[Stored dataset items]
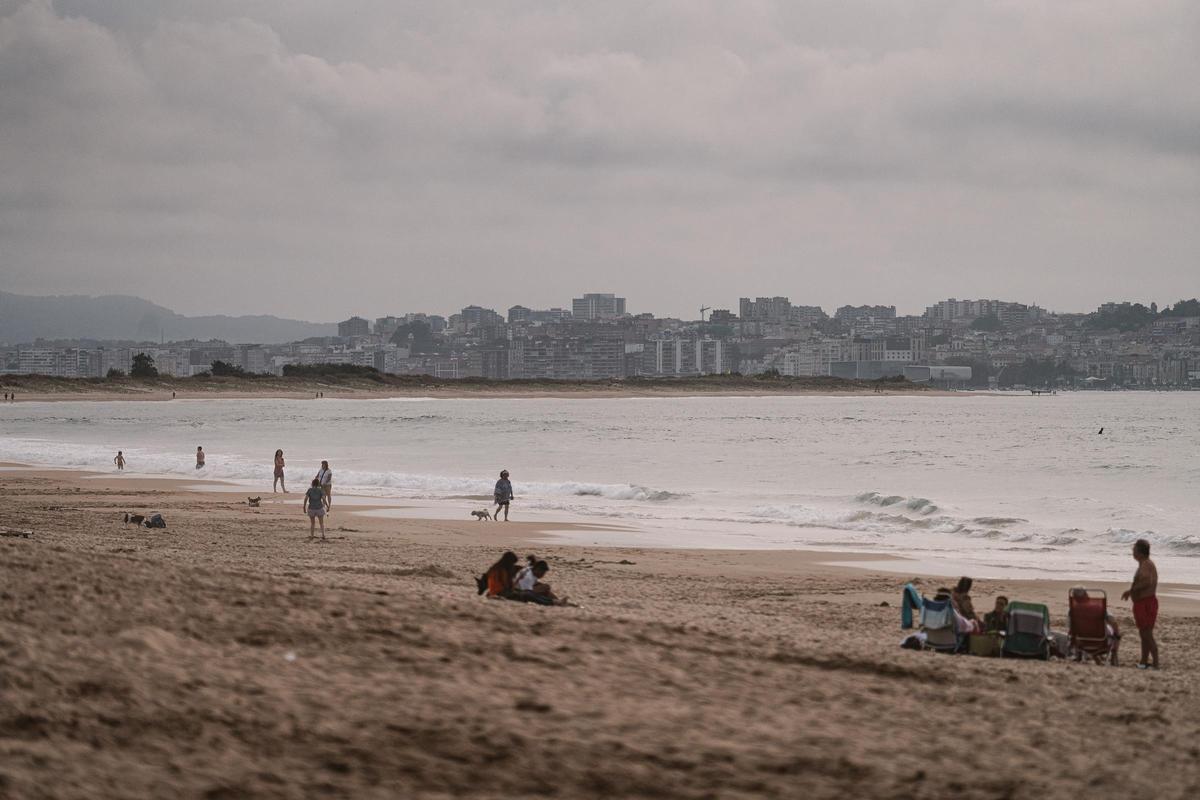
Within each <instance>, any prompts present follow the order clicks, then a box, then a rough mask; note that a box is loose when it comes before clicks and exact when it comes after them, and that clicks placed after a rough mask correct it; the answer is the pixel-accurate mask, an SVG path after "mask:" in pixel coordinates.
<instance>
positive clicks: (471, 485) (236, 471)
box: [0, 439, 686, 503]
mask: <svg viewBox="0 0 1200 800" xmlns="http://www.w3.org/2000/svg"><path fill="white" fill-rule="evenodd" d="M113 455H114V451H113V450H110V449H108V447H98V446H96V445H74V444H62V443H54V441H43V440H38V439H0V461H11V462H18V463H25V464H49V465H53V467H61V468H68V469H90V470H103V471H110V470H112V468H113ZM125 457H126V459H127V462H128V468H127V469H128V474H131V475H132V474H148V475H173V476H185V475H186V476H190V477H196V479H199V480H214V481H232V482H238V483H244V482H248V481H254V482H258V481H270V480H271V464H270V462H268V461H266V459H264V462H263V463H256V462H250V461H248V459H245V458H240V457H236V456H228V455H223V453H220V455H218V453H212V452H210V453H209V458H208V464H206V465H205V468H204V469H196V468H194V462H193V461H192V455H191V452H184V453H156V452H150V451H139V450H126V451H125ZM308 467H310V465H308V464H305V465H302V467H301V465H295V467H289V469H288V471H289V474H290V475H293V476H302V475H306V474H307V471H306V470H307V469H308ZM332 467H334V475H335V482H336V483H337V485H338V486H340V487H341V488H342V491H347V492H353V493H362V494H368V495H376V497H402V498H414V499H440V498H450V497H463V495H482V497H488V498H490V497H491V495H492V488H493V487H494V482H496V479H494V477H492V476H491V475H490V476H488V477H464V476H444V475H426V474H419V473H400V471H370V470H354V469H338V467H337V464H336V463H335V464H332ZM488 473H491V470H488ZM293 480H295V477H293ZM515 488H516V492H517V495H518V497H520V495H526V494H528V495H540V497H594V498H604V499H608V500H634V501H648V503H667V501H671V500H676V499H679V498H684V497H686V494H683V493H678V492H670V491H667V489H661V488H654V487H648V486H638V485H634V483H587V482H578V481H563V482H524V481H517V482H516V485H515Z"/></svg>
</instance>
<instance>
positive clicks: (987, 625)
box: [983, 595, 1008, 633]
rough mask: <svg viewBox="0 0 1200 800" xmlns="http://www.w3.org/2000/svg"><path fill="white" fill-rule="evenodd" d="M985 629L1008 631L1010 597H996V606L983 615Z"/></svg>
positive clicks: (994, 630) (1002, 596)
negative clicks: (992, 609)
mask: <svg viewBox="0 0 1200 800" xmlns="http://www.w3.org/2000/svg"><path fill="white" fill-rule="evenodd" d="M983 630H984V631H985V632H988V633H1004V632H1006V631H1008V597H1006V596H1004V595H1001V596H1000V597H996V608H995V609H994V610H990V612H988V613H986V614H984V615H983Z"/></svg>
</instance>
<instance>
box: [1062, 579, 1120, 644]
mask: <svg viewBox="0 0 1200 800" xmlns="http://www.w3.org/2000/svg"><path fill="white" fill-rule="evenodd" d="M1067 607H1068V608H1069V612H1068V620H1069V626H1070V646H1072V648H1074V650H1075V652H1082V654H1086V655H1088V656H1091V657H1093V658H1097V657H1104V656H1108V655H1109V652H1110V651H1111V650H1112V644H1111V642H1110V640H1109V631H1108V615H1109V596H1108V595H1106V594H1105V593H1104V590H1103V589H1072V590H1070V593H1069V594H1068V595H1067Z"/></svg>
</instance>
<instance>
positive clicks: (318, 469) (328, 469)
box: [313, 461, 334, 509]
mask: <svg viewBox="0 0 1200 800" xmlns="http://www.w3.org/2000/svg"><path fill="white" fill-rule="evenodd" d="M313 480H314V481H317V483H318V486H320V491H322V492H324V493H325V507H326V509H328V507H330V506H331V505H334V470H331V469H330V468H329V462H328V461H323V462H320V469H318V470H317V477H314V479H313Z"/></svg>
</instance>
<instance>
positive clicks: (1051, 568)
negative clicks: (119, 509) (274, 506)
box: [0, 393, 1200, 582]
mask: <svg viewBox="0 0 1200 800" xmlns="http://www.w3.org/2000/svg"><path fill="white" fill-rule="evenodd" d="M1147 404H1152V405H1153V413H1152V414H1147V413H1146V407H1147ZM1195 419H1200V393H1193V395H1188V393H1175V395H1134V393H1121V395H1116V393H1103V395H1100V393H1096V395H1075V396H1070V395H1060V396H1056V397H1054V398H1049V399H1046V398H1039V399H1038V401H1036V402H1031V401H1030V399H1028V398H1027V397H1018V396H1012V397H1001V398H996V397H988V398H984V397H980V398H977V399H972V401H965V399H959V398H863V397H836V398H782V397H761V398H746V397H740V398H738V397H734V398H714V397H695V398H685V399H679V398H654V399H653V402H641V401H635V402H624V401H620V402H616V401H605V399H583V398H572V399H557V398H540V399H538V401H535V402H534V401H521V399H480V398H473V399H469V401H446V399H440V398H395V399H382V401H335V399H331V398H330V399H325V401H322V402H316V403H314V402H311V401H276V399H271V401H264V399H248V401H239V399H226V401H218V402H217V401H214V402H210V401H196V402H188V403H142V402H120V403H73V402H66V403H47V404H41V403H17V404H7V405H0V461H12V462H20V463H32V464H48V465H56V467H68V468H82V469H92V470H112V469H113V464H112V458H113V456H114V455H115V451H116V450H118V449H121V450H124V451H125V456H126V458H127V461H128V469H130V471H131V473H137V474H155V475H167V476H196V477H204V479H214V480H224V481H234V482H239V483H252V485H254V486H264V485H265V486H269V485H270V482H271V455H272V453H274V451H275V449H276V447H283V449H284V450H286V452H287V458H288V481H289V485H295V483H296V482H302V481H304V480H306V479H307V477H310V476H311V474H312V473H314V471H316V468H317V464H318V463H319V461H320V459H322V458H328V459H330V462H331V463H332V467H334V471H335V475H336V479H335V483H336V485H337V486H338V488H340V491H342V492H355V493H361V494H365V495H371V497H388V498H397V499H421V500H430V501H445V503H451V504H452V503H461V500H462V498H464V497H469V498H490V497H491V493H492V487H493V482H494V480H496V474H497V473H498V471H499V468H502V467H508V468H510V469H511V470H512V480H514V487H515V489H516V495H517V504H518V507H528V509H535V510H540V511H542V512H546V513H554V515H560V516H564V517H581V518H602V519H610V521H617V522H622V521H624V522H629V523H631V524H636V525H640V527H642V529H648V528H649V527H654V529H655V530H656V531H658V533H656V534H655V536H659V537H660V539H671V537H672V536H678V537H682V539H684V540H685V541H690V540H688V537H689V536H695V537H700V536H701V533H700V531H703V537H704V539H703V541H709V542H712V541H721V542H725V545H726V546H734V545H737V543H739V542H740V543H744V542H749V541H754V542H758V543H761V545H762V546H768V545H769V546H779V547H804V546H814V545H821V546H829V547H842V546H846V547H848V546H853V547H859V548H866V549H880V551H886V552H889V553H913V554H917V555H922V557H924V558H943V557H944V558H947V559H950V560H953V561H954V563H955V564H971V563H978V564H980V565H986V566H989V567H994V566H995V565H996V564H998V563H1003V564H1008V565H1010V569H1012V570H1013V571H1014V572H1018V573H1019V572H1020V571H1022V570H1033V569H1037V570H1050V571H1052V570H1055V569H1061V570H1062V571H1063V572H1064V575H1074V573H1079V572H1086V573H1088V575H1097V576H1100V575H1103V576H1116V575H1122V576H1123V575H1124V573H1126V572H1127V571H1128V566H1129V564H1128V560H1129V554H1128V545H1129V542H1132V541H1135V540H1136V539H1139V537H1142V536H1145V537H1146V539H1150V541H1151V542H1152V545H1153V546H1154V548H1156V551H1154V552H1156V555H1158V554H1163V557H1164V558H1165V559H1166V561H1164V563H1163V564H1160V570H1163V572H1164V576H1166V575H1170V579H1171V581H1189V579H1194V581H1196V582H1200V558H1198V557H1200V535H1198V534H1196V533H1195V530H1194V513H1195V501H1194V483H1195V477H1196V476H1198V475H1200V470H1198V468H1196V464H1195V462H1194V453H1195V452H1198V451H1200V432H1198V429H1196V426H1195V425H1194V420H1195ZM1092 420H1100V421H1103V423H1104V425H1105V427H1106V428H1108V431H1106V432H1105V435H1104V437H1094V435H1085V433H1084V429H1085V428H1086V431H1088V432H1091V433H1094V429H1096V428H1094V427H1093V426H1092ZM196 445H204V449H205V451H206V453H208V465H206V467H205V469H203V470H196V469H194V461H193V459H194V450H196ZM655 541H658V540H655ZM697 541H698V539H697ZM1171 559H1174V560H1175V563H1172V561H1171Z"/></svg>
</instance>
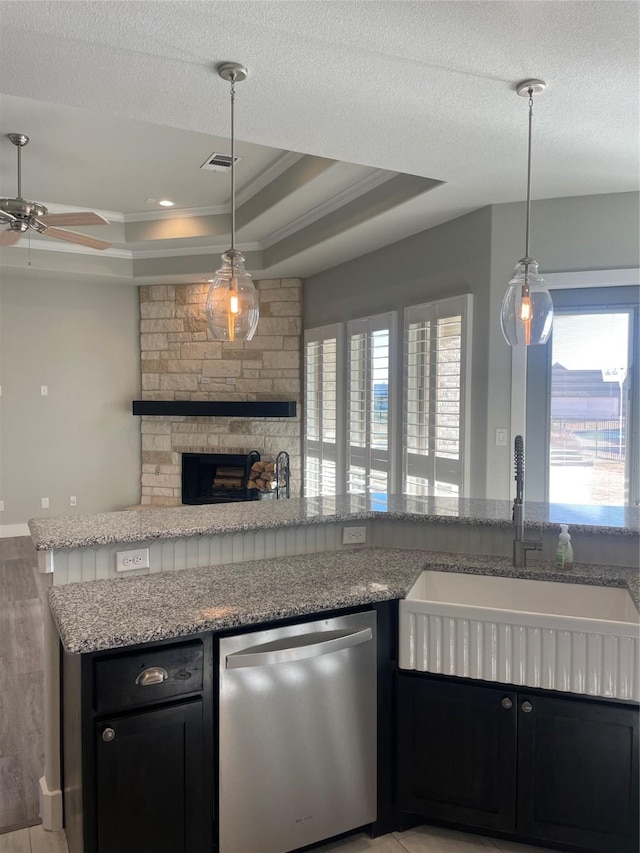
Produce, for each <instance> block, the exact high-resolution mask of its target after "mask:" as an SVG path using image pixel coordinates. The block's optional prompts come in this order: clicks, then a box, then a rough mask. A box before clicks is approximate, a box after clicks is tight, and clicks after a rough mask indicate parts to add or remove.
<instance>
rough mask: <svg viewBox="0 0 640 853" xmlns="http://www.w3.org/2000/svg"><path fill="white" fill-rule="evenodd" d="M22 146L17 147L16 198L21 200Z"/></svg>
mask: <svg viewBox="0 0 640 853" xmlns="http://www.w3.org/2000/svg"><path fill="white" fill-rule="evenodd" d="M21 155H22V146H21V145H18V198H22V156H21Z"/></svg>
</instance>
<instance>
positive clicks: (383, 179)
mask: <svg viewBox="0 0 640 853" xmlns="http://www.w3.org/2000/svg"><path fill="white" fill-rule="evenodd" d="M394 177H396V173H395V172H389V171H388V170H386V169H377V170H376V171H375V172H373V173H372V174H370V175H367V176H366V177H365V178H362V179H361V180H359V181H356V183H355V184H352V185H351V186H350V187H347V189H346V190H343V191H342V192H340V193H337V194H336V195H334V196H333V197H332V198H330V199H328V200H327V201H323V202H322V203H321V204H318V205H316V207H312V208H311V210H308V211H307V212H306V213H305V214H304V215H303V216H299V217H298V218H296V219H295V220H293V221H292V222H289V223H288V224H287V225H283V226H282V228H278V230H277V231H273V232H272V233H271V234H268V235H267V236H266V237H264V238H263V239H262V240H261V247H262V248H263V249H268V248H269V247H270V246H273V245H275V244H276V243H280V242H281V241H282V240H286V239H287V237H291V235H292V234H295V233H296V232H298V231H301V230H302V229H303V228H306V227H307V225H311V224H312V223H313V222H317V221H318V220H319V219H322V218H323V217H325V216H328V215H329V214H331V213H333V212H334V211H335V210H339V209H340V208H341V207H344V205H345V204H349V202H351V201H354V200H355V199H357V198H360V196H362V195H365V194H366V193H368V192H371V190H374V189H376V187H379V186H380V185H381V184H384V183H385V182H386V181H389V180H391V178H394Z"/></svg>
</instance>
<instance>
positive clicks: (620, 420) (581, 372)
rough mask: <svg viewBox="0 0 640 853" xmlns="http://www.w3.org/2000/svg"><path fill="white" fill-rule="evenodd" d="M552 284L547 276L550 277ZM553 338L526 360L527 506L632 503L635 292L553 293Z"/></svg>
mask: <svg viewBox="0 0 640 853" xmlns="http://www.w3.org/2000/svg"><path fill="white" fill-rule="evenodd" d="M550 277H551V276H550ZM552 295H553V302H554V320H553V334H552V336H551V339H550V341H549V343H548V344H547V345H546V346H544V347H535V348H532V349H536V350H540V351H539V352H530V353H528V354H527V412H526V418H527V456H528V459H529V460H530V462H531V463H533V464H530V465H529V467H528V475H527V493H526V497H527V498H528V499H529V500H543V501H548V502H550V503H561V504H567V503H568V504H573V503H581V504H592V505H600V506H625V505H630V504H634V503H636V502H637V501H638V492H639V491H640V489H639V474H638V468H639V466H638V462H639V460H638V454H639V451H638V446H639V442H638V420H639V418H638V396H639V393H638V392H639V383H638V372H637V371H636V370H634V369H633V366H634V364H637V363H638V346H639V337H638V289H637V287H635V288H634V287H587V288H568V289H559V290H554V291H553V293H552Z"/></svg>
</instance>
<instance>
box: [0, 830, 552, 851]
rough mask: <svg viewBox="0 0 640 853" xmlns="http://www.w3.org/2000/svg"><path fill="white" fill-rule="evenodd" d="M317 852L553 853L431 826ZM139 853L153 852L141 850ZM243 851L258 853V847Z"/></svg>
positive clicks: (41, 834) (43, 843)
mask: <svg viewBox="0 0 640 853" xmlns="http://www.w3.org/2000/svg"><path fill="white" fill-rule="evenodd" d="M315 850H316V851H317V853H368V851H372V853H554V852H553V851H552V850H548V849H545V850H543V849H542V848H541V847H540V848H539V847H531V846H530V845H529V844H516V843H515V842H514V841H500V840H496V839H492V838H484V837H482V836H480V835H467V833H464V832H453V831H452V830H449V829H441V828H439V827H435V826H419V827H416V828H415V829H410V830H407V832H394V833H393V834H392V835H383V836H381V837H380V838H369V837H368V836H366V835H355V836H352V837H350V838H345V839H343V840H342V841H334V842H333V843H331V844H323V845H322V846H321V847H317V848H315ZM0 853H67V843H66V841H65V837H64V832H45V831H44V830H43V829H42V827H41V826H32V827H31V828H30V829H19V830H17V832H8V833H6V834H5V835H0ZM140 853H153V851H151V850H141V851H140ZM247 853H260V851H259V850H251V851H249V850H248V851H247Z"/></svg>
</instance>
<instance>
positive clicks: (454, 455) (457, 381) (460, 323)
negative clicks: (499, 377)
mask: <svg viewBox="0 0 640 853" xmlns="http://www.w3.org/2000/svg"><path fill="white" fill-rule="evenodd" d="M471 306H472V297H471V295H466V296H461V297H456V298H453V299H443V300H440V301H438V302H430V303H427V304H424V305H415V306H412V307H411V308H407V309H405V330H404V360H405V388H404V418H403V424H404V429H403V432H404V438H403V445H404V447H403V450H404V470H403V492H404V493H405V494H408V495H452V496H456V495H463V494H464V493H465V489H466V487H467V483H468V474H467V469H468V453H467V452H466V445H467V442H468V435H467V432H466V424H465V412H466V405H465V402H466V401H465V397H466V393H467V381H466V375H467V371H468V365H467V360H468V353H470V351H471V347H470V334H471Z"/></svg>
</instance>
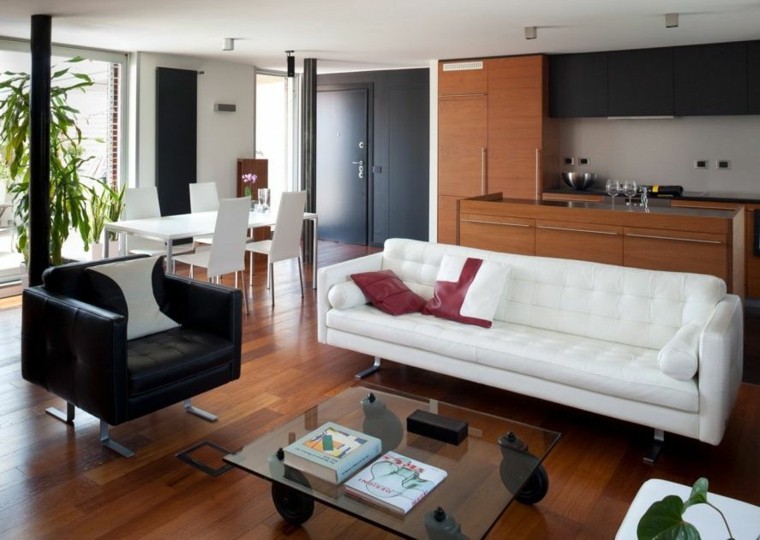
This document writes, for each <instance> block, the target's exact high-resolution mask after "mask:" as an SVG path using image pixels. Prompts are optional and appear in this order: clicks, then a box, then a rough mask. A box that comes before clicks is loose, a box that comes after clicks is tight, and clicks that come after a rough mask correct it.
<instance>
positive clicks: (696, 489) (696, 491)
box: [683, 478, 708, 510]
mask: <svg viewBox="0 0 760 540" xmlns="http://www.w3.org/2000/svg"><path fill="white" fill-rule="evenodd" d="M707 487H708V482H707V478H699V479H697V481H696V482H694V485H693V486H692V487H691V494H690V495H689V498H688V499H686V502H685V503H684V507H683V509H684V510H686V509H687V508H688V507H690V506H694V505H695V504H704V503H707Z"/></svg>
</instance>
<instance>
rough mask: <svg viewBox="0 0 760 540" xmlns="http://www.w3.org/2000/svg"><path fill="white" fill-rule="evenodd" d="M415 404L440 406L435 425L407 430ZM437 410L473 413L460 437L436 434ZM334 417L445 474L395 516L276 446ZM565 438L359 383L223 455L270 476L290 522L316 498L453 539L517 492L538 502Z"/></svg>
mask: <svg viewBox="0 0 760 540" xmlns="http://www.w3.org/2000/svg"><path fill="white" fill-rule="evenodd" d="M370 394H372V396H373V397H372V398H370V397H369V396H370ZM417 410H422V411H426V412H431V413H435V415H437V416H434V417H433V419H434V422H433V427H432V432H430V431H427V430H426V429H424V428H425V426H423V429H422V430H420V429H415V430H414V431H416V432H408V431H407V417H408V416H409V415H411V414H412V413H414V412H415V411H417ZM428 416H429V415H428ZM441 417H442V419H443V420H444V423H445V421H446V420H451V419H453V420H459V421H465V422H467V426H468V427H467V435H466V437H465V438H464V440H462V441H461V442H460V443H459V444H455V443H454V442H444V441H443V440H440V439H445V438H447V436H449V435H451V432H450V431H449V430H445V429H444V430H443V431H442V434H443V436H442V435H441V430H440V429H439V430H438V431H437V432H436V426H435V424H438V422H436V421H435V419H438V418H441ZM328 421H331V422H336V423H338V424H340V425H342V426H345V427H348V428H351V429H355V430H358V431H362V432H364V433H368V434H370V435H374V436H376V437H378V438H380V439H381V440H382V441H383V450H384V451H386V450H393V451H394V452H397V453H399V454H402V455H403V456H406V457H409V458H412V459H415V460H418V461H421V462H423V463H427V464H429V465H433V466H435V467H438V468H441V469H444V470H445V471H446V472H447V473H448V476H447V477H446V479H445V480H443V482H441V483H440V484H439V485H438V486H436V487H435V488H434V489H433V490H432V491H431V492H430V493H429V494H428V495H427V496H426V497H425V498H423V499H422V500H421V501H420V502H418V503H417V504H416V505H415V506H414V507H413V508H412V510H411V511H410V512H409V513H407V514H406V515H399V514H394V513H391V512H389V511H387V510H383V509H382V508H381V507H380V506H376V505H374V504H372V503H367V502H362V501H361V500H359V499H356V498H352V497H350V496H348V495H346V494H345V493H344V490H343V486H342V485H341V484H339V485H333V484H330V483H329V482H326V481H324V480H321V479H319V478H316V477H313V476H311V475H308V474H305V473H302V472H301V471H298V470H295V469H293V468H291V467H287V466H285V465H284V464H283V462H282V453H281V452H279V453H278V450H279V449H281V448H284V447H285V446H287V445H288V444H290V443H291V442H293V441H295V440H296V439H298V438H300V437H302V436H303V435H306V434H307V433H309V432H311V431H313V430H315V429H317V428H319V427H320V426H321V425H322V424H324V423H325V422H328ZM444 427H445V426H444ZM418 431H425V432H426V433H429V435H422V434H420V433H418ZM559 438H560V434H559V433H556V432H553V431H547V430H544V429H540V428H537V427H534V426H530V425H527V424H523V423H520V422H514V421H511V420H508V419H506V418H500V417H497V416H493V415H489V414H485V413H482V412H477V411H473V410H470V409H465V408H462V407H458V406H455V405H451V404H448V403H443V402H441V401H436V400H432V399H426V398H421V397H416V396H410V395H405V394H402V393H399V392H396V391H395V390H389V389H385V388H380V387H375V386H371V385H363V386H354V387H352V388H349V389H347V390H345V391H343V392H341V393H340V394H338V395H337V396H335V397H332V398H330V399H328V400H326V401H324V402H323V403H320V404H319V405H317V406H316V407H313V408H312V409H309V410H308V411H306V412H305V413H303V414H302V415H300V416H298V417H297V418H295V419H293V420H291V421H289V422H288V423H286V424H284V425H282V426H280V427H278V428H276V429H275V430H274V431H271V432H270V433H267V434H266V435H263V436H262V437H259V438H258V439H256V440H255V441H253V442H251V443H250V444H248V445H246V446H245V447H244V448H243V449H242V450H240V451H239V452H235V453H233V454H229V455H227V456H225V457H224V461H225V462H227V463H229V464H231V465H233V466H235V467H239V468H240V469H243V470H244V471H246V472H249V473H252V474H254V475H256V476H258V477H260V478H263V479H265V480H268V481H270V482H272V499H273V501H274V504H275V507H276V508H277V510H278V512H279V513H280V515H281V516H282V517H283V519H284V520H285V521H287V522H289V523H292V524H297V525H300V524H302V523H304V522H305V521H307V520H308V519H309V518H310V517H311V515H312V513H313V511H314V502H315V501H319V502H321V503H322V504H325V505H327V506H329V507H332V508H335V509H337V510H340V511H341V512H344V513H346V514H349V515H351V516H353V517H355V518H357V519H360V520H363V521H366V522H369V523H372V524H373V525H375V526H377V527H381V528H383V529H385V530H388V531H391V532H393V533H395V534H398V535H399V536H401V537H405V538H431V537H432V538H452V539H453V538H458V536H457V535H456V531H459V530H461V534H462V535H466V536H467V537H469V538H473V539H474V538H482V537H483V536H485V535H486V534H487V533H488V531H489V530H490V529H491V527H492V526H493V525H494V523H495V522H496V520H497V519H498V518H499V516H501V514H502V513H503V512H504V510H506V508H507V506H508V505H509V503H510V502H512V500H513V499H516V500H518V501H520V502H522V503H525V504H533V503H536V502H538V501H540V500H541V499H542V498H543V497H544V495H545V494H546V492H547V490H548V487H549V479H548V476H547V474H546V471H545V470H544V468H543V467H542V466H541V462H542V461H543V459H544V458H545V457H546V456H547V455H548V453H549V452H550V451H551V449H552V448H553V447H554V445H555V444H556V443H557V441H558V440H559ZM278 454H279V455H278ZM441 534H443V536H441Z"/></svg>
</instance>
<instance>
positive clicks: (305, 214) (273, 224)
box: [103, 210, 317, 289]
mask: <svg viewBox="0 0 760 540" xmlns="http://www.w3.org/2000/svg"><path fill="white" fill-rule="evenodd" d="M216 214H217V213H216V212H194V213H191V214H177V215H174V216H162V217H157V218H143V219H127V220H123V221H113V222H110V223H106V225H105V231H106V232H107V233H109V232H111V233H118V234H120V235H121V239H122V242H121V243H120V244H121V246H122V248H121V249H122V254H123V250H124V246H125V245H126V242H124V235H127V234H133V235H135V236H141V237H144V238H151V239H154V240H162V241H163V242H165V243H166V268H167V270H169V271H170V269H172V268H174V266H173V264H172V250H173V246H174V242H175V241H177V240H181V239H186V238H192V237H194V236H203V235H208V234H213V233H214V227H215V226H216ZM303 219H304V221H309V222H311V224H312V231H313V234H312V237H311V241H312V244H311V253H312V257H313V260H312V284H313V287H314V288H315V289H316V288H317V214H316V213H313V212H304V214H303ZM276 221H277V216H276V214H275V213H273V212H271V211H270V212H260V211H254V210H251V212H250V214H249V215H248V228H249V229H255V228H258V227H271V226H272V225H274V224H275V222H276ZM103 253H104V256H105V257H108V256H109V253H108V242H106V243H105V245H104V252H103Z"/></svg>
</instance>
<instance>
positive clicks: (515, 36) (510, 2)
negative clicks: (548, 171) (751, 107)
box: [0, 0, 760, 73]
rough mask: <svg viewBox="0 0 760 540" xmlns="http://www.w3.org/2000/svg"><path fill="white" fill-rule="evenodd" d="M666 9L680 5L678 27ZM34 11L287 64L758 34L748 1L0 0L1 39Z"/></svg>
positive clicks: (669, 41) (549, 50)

#### [Exercise goal]
In the entries above, count the lines that contain the string "using" and reply with the number only.

#### [Solution to the problem]
2